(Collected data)
•••••
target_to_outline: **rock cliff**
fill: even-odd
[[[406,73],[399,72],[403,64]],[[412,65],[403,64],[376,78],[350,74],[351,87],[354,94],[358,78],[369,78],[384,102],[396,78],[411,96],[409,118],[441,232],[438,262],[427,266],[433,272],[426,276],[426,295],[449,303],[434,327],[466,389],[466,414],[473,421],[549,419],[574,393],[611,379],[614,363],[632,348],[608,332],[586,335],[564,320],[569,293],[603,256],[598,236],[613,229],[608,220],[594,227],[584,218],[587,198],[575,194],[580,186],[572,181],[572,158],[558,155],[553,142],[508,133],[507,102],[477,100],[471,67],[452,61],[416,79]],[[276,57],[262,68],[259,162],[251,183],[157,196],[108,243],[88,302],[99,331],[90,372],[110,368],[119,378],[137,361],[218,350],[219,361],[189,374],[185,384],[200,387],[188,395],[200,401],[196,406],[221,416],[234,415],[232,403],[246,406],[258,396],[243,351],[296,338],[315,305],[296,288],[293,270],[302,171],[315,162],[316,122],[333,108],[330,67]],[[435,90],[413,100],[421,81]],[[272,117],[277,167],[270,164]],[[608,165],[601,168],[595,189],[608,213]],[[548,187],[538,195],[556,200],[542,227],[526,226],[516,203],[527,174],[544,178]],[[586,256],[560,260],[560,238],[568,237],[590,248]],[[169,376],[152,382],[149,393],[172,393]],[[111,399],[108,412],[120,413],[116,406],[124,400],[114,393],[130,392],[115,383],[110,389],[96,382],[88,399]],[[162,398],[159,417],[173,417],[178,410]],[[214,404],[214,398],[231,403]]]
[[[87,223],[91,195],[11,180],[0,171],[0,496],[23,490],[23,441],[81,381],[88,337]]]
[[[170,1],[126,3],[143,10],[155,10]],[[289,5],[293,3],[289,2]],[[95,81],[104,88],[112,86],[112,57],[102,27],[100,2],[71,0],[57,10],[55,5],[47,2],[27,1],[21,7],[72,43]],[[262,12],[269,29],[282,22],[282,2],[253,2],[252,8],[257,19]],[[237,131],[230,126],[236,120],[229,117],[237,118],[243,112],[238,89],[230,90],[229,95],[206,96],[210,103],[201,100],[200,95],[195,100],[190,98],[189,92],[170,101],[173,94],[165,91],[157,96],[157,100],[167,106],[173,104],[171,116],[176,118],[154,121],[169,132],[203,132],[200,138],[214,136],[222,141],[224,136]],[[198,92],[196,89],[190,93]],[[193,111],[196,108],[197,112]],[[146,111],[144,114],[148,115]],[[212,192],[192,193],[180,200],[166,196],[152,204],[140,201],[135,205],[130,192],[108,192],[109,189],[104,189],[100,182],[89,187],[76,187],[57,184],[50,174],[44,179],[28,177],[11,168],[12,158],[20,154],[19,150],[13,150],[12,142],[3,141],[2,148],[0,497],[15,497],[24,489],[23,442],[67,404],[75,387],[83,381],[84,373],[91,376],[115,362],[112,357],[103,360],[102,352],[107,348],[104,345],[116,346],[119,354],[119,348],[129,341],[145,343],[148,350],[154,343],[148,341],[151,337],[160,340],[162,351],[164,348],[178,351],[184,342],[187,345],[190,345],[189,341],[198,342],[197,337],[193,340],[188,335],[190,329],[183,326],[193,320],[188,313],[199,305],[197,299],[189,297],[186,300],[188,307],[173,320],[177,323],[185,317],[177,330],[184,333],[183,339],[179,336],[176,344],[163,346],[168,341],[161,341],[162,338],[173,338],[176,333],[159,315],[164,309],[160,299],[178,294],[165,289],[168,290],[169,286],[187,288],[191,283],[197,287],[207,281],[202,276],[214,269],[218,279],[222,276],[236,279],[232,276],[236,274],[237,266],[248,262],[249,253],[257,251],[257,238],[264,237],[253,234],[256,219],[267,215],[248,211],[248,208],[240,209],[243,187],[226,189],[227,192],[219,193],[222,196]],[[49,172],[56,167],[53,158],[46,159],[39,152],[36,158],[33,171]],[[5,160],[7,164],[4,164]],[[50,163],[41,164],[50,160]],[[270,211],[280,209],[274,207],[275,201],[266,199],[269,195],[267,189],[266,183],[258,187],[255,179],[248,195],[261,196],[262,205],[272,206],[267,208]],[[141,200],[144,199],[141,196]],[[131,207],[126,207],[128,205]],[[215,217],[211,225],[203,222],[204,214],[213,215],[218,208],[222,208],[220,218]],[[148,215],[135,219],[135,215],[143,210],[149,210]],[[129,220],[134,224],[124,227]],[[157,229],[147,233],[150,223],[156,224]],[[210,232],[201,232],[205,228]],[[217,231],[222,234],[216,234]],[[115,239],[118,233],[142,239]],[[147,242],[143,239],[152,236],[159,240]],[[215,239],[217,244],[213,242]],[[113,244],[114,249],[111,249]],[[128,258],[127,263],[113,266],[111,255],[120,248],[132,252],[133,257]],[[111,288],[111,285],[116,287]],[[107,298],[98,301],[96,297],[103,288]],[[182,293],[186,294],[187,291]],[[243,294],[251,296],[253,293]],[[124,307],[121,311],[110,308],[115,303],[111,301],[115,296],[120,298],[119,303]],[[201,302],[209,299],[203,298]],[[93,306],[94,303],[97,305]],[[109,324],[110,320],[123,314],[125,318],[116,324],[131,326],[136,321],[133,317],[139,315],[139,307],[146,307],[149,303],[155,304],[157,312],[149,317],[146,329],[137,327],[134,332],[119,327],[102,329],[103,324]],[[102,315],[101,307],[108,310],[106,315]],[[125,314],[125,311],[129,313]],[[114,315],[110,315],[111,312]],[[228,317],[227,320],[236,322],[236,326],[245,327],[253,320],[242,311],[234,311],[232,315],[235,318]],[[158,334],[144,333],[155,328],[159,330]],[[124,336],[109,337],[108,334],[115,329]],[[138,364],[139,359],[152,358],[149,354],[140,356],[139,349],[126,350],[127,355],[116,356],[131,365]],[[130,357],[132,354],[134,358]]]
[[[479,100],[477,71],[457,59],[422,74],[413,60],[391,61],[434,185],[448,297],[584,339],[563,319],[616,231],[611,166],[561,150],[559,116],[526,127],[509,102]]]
•••••
# Exercise details:
Each record must be reproduced exactly. Keep every one.

# Solution below:
target_to_outline: **rock cliff**
fill: even-odd
[[[406,73],[399,72],[403,64]],[[412,65],[403,64],[376,78],[350,74],[351,87],[354,94],[358,78],[369,78],[384,102],[396,78],[411,96],[409,118],[441,232],[438,262],[427,266],[433,272],[426,276],[426,295],[449,303],[434,327],[466,389],[466,414],[473,421],[549,419],[574,393],[611,379],[614,363],[632,348],[608,332],[586,335],[564,320],[569,293],[603,256],[598,236],[613,229],[608,220],[594,227],[584,218],[587,198],[575,194],[580,186],[572,181],[572,158],[558,155],[553,142],[508,133],[507,102],[477,100],[471,67],[452,61],[416,79]],[[276,57],[262,68],[259,162],[251,183],[157,196],[108,243],[88,302],[99,331],[90,372],[110,368],[119,378],[137,361],[218,350],[219,361],[189,374],[185,384],[200,387],[188,395],[200,401],[196,406],[221,416],[234,415],[232,403],[246,406],[258,396],[243,351],[296,338],[315,305],[296,288],[293,270],[302,171],[315,162],[316,122],[333,108],[330,67]],[[435,90],[413,100],[421,81]],[[272,117],[277,167],[270,164]],[[608,165],[601,168],[595,189],[608,213]],[[548,187],[538,195],[556,200],[542,227],[526,226],[516,203],[527,174],[544,178]],[[586,256],[560,260],[560,238],[568,237],[590,248]],[[169,376],[152,382],[149,393],[172,393]],[[111,399],[108,412],[120,413],[116,406],[124,400],[114,393],[130,392],[115,383],[110,389],[96,382],[88,399]],[[162,398],[159,417],[173,417],[178,410]],[[214,404],[214,398],[231,403]]]
[[[87,223],[91,195],[11,180],[0,171],[0,496],[23,490],[23,441],[81,381],[88,337]]]
[[[170,1],[126,3],[143,10],[155,10]],[[289,5],[293,3],[289,2]],[[95,81],[104,88],[112,86],[112,57],[102,27],[100,2],[71,0],[57,10],[55,5],[47,2],[27,1],[21,7],[72,43]],[[262,12],[269,29],[282,22],[282,2],[253,2],[252,8],[257,19]],[[237,131],[230,126],[236,120],[229,117],[237,118],[243,112],[238,89],[230,90],[229,95],[206,96],[210,103],[201,100],[200,95],[195,100],[190,98],[189,92],[170,101],[173,94],[165,91],[157,96],[157,100],[167,106],[173,104],[171,116],[176,118],[154,121],[169,132],[203,132],[200,138],[214,136],[222,141],[224,136]],[[198,92],[196,89],[190,93]],[[193,111],[196,108],[197,112]],[[146,111],[144,114],[148,115]],[[212,192],[192,193],[180,200],[166,196],[152,204],[140,201],[135,205],[130,192],[108,192],[109,189],[104,189],[100,182],[89,187],[76,187],[57,184],[50,174],[44,179],[28,177],[11,168],[12,158],[20,154],[19,150],[13,150],[12,142],[3,141],[2,148],[0,497],[15,497],[24,489],[23,442],[67,404],[75,387],[83,381],[84,373],[91,376],[115,362],[112,357],[103,360],[102,352],[107,348],[104,345],[116,346],[119,354],[119,348],[129,341],[145,343],[148,350],[154,343],[148,341],[151,337],[160,340],[162,351],[164,348],[178,351],[184,342],[187,345],[190,345],[189,341],[198,342],[197,337],[193,340],[188,335],[190,329],[183,326],[193,320],[188,313],[199,305],[197,299],[189,297],[186,300],[188,307],[173,320],[177,323],[185,317],[177,330],[184,333],[183,339],[179,336],[176,344],[163,346],[168,341],[161,341],[162,338],[173,338],[176,333],[159,315],[164,309],[160,299],[178,294],[165,289],[168,290],[169,286],[187,288],[191,283],[197,287],[207,281],[202,276],[214,269],[218,279],[222,276],[236,279],[232,276],[236,274],[237,266],[248,262],[249,253],[257,251],[257,238],[264,237],[253,234],[256,219],[267,215],[248,211],[248,208],[240,209],[243,187],[226,189],[227,192],[219,193],[222,196]],[[49,172],[56,167],[53,158],[46,159],[39,152],[36,158],[33,171]],[[5,160],[7,164],[4,164]],[[50,163],[41,164],[50,160]],[[270,211],[280,209],[274,207],[275,201],[266,199],[269,195],[267,189],[266,183],[258,187],[255,179],[248,195],[261,196],[262,205],[272,206],[267,208]],[[141,200],[144,199],[141,196]],[[131,207],[126,207],[128,205]],[[215,217],[211,225],[203,222],[204,214],[213,215],[218,208],[222,208],[220,218]],[[148,215],[135,219],[135,215],[143,210],[149,210]],[[129,220],[134,224],[124,227]],[[157,229],[147,233],[150,223],[156,224]],[[210,232],[201,232],[205,228]],[[217,231],[222,234],[216,234]],[[115,239],[118,233],[142,239]],[[147,242],[143,239],[152,236],[159,240]],[[215,239],[217,244],[213,242]],[[113,244],[114,249],[111,249]],[[128,258],[127,263],[113,266],[111,255],[120,248],[132,252],[133,257]],[[111,288],[111,285],[116,287]],[[107,298],[98,301],[96,297],[103,288]],[[182,293],[186,294],[187,291]],[[243,294],[251,296],[253,293]],[[124,307],[121,311],[110,308],[115,303],[111,301],[115,296],[120,298],[119,303]],[[201,302],[209,299],[203,298]],[[93,306],[94,303],[97,305]],[[109,324],[110,320],[123,314],[125,318],[116,324],[131,326],[136,321],[133,317],[139,315],[139,307],[146,307],[149,303],[155,304],[157,312],[149,317],[146,329],[137,327],[134,332],[119,327],[102,329],[103,324]],[[102,315],[101,307],[108,310],[106,315]],[[125,314],[125,311],[129,313]],[[114,315],[110,315],[111,312]],[[228,317],[227,320],[236,322],[236,326],[245,327],[253,320],[242,311],[234,311],[232,315],[235,318]],[[158,334],[144,333],[155,328],[159,330]],[[124,336],[109,337],[108,334],[115,329]],[[138,364],[139,359],[152,358],[149,354],[140,356],[139,349],[126,350],[127,355],[116,356],[131,365]],[[130,357],[132,354],[134,358]]]
[[[479,100],[477,71],[457,59],[422,74],[413,60],[391,61],[434,185],[448,297],[584,339],[563,319],[616,231],[611,166],[561,150],[559,116],[526,127],[509,102]]]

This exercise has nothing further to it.